Your goal - Reproduce every line of the data below without any changes, omitting the pictures from your answer.

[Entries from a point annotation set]

* Begin *

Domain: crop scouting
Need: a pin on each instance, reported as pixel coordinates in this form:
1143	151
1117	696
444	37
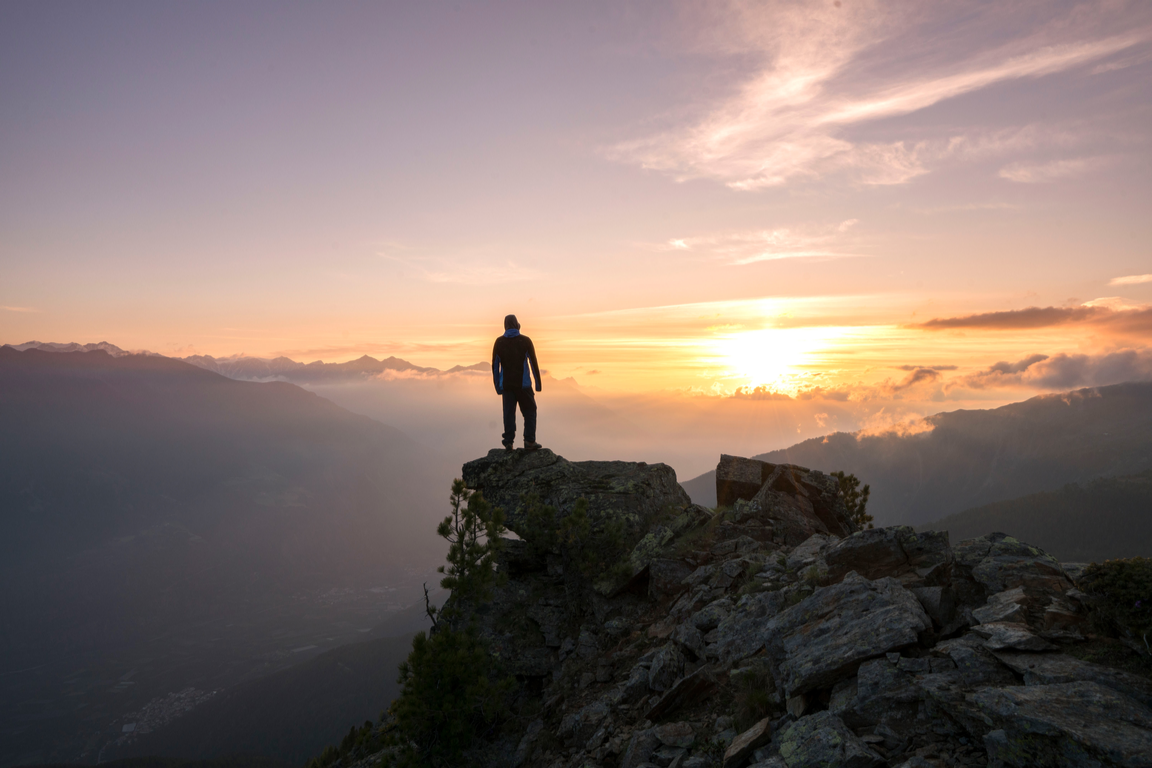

* End *

Worked answer -
Domain: crop scouting
Need: a pin on each instance, reported as pixel coordinates in this form:
1143	151
1117	696
444	37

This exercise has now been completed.